§ **Exercise directions**: Go through the entries below from the first line and transcribe each one exactly, ending with the line that contains "<point>135,286</point>".

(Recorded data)

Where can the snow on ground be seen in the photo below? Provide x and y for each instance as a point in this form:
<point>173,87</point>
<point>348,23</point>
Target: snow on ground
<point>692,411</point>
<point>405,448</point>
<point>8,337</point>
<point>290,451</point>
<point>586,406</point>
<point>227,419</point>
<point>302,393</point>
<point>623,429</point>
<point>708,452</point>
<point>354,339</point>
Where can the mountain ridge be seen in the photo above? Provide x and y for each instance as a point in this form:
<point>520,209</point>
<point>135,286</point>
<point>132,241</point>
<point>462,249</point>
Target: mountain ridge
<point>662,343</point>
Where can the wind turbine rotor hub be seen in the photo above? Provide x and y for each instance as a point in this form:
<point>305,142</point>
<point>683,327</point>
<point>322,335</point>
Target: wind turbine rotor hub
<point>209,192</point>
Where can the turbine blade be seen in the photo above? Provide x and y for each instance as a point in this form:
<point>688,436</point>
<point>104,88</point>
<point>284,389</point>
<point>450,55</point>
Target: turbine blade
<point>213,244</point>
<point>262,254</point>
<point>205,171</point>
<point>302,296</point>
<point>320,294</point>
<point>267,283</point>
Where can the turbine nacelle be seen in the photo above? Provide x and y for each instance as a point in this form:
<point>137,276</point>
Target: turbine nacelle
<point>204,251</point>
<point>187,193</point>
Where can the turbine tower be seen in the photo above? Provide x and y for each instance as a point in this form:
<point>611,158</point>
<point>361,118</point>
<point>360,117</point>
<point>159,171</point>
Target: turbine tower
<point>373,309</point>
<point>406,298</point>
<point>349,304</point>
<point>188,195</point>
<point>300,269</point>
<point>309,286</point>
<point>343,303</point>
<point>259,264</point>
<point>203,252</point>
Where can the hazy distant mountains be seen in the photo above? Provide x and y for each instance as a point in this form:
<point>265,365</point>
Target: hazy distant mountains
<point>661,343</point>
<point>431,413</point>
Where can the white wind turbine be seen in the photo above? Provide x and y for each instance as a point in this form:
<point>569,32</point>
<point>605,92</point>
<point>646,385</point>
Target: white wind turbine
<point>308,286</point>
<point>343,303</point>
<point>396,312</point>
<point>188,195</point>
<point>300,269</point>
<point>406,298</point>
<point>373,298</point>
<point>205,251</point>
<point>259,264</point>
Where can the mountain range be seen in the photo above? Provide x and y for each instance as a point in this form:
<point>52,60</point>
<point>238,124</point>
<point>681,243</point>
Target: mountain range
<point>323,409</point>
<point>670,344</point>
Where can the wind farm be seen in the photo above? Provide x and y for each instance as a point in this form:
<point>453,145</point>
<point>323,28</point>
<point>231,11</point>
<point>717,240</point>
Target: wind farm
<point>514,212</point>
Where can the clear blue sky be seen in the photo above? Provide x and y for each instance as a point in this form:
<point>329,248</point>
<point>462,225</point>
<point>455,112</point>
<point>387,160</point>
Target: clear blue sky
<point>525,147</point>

§ **Reply**:
Where can the snow on ground be seen in the photo below? Provide x and y for each instance as a point in this form:
<point>173,87</point>
<point>348,23</point>
Target: snow on ground
<point>692,411</point>
<point>405,448</point>
<point>8,337</point>
<point>290,451</point>
<point>586,406</point>
<point>227,419</point>
<point>302,393</point>
<point>623,429</point>
<point>708,452</point>
<point>354,339</point>
Where can the mountain ridge be seen in the photo above? Provide x and y for each instance as a point in this form:
<point>520,209</point>
<point>135,286</point>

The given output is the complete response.